Yapılacak görevler:
1. Alıntıya göre Percy Loraine ileride hangi göreve gelecekti?
2. Aubrey ile ilgili alıntıyı, son cümlesinin ardından gelecek şekilde yazarak sürdürün.

Alıntı:

Fakat, zaman gelecek
Sultan Hamid, özellikle İngilizler’in katkılarıyla hayatın başağrılarının
kurbanı olacak, Aubrey ise Selanikli Atatürk sayesinde yaşam şarabının keyfini
çıkaracaktı.
*
Bulut sözlerini şöyle
sürdürüyor:
“İstanbul’u
ve elçilikteki arkadaşlarını sevmişti Aubrey. Çok fasih Fransızca konuşabilen
kâtip Percy Loraine vardı mesela içlerinde. İleride İngiltere’nin
Türkiye Büyükelçisi, Mustafa Kemal’in poker arkadaşı ve onu ölüm döşeğinde son
görenlerden biri olacaktı. Hatta Mustafa Kemal ölmeden evvel ona Türkiye
Cumhuriyeti cumhurreisliğini (cumhurbaşkanlığını)
teklif edecekti.” (s. 121)
Burası önemli..
Çünkü, çoğu Türk
vatandaşı için akla havsalaya sığmayacak birşey söyleniyor.

Veri satırları:

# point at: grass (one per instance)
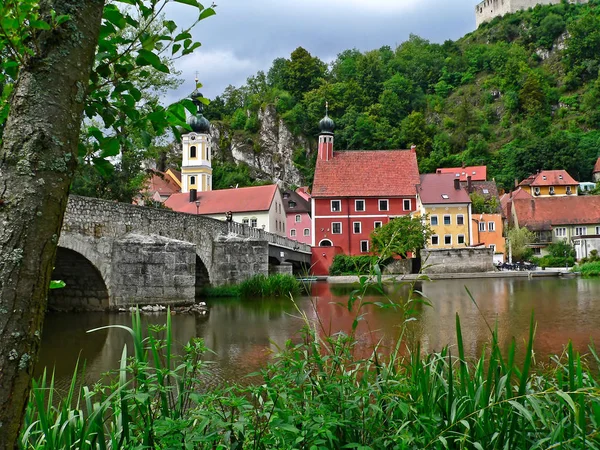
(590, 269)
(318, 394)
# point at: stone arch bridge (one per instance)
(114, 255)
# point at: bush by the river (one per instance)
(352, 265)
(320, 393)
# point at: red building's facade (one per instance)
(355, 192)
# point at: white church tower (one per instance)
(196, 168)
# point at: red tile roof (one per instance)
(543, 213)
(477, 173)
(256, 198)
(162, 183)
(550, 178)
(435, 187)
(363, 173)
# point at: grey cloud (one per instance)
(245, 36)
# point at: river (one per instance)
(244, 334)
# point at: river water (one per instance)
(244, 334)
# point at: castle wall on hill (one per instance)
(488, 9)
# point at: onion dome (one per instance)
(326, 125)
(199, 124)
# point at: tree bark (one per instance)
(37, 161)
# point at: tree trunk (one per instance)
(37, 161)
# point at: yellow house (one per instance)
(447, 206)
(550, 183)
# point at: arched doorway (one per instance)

Görev sonuçları:
1. İngiltere'nin Türkiye Büyükelçisi olacaktı.

2.
Yedi düvele karşı
vatanı savunup Türkiye’ye istiklalini kazandırmış olduğu söylenen Selanikli
zampara böyle bir “çılgın Türk”lük yapmış olabilir mi?
Bulut ayrıntıya
girmiyor.. Biz girelim..
Öncelikle şunu
söyleyelim: Bir zamanların katibi, sonrasının büyükelçisi Percy Loraine,
gerçekten de Selanikli Atatürk’ün yakın dostuydu.
Vefasını dostu
Selanikli ölünce de gösterdi.
Esra S. Değerli, Atatürkçü bir dergide yayınlanan bir
makalesinde şunu diyor:
“Sir Percy Loraine’nin
bir İngiliz yurttaşı ve diplomatı olarak, Atatürk’ü anlama, anlatma ve onun
hakkındaki asılsız iddiaları çürütmek için gösterdiği çaba
övgüye değerdir.”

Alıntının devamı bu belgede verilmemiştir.